> _WHAT THIS TASK INVOLVES_: Among the records that follow, how many lines include the string "denim"? Only the number is wanted.

> _INPUT RECORDS_:
++++++++++++++++++++
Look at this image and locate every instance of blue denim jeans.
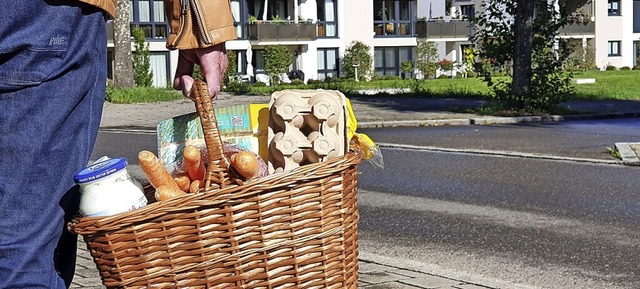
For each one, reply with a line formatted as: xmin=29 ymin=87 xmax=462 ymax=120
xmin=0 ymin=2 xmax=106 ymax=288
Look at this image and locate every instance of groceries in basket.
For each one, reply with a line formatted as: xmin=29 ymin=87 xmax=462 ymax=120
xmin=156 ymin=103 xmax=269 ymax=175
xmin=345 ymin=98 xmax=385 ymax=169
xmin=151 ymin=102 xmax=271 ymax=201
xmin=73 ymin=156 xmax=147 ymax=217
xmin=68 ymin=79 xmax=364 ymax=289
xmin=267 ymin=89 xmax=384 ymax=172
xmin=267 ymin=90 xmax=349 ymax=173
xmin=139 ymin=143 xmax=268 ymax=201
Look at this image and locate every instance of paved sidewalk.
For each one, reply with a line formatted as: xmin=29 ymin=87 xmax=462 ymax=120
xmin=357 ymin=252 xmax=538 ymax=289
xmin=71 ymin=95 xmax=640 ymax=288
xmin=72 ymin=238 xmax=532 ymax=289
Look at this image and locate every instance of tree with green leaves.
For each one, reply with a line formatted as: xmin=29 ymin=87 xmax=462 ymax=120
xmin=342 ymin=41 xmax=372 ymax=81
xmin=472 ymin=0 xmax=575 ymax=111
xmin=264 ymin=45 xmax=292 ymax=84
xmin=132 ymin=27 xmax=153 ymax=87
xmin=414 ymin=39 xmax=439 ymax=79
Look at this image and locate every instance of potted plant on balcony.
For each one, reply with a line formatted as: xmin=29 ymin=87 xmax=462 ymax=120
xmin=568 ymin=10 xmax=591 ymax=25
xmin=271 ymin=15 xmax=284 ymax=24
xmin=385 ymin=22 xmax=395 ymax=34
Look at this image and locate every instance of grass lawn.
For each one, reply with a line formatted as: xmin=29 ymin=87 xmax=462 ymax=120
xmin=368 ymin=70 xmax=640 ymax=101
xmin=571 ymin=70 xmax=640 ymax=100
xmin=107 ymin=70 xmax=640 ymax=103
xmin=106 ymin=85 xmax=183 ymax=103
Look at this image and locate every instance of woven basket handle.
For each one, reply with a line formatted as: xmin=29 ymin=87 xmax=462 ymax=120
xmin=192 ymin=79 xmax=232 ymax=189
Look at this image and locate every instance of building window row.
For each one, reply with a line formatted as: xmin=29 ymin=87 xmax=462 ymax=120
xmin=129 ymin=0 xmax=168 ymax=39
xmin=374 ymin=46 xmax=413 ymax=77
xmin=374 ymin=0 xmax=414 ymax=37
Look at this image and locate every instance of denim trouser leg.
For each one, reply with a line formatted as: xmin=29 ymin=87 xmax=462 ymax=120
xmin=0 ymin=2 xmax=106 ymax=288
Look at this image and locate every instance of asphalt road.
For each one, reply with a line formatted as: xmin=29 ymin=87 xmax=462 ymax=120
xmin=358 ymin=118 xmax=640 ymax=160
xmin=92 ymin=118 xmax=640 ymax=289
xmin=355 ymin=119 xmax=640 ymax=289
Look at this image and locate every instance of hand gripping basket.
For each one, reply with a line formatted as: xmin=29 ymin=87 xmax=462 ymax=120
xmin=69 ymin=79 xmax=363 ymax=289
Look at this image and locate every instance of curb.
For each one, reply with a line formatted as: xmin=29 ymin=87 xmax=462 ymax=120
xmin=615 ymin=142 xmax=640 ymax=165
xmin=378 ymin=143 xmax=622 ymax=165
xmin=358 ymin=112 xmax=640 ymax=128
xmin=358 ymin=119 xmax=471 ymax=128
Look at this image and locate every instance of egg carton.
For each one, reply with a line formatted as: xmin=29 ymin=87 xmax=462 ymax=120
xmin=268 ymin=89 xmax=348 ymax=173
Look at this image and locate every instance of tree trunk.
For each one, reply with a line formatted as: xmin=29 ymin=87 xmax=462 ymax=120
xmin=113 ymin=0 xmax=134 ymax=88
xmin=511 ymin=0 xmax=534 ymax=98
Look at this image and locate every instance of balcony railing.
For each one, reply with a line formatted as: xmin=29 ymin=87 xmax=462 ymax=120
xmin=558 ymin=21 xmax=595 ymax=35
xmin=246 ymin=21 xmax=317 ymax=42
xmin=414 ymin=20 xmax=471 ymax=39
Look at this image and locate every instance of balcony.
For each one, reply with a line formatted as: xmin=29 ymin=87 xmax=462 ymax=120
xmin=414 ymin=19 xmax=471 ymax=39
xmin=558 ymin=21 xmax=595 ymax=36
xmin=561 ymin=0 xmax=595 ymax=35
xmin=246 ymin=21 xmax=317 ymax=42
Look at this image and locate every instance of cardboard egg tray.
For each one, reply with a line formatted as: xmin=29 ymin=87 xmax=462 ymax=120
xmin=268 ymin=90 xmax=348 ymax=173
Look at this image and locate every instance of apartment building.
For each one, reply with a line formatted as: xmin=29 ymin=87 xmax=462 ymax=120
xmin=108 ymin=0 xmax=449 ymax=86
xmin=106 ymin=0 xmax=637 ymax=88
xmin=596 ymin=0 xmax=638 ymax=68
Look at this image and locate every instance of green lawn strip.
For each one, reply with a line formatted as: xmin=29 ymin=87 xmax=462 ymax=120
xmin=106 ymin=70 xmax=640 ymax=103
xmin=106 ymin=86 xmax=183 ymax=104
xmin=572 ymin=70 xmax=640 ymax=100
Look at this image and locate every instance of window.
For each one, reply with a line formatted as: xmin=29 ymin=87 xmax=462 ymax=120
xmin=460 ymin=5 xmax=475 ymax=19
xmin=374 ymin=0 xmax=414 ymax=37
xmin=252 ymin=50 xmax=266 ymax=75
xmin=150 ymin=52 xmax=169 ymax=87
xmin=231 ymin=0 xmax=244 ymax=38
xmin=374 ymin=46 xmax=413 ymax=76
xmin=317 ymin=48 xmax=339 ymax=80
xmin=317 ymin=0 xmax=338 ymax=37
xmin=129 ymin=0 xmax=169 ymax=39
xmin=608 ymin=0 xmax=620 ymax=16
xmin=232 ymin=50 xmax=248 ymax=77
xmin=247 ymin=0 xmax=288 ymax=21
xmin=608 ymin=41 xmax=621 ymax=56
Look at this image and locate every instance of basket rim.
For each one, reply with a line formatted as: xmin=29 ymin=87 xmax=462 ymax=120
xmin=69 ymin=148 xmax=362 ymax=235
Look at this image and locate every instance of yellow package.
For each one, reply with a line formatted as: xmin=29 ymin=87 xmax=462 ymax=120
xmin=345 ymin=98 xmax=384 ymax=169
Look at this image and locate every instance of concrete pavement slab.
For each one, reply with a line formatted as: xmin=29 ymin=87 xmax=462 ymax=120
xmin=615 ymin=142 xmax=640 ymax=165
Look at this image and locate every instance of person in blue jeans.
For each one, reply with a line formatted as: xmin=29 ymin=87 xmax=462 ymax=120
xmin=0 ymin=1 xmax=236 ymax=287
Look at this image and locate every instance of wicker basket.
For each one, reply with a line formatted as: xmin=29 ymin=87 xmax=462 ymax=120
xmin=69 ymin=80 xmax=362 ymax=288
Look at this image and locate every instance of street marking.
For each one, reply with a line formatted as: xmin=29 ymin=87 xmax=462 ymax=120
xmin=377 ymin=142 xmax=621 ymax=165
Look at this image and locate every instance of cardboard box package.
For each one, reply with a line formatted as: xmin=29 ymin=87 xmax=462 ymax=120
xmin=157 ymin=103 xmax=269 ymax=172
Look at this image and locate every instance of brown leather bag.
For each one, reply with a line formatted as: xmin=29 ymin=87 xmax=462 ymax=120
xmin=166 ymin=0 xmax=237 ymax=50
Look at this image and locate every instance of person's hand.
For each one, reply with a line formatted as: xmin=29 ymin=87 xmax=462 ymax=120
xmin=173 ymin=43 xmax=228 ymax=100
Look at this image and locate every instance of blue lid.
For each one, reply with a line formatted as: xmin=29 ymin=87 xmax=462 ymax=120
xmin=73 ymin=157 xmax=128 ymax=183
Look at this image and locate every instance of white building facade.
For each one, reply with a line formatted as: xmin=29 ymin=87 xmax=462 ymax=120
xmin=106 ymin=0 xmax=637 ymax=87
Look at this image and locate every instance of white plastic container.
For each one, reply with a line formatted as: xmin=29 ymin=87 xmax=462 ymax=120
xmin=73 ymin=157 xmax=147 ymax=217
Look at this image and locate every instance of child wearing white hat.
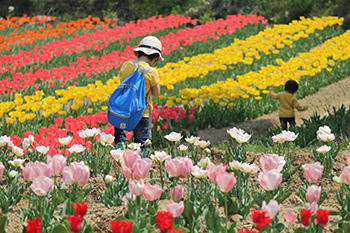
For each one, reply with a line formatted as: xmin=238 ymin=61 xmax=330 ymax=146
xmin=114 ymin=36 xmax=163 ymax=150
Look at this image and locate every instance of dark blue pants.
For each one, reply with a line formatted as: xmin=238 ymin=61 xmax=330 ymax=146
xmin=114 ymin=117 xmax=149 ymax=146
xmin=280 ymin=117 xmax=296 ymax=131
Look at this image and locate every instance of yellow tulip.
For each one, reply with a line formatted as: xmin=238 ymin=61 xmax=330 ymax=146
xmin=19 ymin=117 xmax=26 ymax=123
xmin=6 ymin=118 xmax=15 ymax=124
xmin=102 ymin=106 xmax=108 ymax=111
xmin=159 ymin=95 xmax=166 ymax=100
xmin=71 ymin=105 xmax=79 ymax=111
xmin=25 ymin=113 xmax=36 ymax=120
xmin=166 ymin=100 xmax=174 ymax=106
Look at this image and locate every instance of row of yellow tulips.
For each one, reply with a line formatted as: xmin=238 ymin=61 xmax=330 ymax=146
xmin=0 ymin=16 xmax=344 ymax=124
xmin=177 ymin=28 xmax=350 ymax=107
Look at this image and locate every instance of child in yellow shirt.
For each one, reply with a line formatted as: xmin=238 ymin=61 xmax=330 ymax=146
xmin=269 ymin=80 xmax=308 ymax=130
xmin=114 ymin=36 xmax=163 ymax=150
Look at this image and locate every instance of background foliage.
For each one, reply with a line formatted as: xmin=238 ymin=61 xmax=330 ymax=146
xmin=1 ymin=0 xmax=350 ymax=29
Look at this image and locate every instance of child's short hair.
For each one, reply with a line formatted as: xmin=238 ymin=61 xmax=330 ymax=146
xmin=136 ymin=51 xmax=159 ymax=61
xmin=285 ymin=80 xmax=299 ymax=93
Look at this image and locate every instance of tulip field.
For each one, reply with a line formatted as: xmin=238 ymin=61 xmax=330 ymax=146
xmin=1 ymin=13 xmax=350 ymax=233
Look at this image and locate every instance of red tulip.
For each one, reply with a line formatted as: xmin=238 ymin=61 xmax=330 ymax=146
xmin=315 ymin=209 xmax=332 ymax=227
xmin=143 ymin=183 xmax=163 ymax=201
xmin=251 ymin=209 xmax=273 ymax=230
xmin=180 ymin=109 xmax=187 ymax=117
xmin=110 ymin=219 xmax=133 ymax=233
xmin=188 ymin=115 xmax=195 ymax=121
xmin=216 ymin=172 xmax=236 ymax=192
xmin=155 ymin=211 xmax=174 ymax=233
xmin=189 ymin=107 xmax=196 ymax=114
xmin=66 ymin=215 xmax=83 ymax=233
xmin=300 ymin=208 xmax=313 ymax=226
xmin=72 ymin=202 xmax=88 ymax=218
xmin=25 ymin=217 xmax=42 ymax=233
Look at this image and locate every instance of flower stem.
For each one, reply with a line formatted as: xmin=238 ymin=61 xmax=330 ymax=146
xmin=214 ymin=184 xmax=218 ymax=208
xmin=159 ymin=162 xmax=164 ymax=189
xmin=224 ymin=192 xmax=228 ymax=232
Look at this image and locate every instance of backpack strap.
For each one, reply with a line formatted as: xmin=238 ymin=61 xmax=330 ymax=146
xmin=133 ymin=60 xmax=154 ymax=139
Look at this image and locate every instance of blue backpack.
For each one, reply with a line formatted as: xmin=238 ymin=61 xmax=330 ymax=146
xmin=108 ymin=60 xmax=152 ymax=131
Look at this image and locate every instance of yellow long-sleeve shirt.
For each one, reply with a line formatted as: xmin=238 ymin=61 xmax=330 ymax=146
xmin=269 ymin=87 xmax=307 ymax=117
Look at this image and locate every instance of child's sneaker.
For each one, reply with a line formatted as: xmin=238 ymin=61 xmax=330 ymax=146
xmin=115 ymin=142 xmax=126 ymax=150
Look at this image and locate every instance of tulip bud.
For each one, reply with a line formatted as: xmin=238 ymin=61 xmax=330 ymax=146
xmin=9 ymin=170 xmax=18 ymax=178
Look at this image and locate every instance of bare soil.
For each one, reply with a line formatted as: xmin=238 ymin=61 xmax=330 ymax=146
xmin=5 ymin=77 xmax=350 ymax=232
++++++++++++++++++++
> _ANSWER SECTION_: 2